§ **Task requirements**:
Please reproduce word for word the stretch from "Ann Patricia Wood" through "research in 2017." in the biography of Ann P. Wood.

§ **Passage shown**:
=== Begin Enclosure ===
- Born: 1952 Yorkshire, UK
- Education: Queen Elizabeth College
- Scientific career
- Workplaces: University of Warwick, King's College London
- Thesis: Heterotrophic growth and metabolism of the facultative autotroph Thiobacillus A2 (1977)
- Academic advisors: Donovan Kelly

= Ann P. Wood =

Microbiologist

Ann Patricia Wood (born 1952) is a retired British biochemist and bacteriologist who specialized in the ecology, taxonomy and physiology of sulfur-oxidizing chemolithoautotrophic bacteria and how methylotrophic bacteria play a role in the degradation of odour causing compounds in the human mouth, vagina and skin. The bacterial genus Annwoodia was named to honor her contributions to microbial research in 2017.
=== End Enclosure ===
§ **Extracted information**:
=== Begin Enclosure ===
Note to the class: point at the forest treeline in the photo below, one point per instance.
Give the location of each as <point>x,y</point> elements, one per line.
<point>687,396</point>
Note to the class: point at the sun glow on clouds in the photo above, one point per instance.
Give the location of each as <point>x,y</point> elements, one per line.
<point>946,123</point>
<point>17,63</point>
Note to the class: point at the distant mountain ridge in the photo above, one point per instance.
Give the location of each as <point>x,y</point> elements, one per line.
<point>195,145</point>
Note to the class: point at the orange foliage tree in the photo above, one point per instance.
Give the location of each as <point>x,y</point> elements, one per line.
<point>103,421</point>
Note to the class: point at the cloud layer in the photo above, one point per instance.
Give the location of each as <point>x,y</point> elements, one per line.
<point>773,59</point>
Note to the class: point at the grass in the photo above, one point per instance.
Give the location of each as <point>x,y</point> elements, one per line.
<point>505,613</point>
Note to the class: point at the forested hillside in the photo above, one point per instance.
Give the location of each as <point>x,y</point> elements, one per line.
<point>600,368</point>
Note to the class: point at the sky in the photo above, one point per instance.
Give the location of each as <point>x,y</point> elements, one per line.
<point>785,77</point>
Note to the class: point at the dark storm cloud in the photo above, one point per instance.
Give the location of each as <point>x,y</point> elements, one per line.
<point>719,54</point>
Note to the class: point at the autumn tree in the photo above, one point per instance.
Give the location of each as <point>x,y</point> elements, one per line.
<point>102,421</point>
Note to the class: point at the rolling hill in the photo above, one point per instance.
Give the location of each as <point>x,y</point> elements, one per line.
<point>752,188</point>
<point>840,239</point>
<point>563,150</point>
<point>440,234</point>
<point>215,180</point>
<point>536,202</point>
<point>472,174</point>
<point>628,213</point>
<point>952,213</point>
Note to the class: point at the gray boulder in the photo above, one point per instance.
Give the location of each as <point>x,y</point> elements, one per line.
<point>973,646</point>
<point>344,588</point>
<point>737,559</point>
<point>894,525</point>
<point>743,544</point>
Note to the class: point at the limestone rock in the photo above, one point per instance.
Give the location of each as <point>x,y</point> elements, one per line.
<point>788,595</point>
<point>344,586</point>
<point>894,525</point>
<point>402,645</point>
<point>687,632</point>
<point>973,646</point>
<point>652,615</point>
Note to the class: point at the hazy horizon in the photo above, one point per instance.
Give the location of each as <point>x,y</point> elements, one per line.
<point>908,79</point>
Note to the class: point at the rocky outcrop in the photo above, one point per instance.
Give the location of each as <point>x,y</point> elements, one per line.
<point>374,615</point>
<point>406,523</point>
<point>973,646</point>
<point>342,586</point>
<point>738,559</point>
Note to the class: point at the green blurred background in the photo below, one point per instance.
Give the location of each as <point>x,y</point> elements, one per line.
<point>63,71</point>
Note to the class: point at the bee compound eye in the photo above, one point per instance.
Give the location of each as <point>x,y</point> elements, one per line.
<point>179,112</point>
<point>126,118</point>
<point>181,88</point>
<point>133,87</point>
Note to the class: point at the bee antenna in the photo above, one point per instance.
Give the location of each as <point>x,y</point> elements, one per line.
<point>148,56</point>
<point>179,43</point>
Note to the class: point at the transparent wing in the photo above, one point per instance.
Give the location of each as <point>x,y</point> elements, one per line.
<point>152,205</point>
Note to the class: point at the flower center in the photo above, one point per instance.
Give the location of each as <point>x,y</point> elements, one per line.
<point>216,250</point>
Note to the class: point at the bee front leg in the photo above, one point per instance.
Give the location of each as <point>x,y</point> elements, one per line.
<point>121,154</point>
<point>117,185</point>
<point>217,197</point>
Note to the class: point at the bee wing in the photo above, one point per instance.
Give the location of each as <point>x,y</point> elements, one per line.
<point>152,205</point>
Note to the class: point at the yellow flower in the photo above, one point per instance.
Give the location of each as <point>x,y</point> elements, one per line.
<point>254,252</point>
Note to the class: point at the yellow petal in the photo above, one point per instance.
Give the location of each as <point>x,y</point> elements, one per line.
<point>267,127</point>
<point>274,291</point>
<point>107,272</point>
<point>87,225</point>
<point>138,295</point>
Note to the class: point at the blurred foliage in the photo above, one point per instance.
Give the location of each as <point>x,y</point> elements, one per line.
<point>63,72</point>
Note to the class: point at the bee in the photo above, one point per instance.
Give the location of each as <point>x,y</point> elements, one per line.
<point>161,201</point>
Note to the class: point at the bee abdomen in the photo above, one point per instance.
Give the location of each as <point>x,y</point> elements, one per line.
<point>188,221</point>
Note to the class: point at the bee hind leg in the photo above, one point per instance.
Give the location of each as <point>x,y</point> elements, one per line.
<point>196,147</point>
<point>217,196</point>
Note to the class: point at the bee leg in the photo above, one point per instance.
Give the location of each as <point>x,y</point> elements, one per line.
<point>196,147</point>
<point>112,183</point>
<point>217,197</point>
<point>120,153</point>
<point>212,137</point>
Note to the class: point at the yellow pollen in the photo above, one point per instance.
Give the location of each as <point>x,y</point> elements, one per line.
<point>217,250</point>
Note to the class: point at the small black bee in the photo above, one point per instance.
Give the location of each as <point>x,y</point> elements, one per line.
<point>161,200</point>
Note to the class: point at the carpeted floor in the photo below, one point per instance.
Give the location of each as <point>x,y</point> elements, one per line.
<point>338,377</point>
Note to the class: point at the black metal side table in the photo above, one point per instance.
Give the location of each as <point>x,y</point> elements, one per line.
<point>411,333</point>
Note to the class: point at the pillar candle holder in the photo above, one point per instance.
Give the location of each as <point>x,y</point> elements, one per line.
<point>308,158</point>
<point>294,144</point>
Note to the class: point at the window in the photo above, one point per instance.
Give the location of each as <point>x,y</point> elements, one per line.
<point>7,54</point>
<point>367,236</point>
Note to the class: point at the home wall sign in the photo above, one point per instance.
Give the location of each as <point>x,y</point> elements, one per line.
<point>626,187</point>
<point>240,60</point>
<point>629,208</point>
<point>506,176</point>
=== End Enclosure ===
§ **Result for this exercise**:
Ann Patricia Wood (born 1952) is a retired British biochemist and bacteriologist who specialized in the ecology, taxonomy and physiology of sulfur-oxidizing chemolithoautotrophic bacteria and how methylotrophic bacteria play a role in the degradation of odour causing compounds in the human mouth, vagina and skin. The bacterial genus Annwoodia was named to honor her contributions to microbial research in 2017.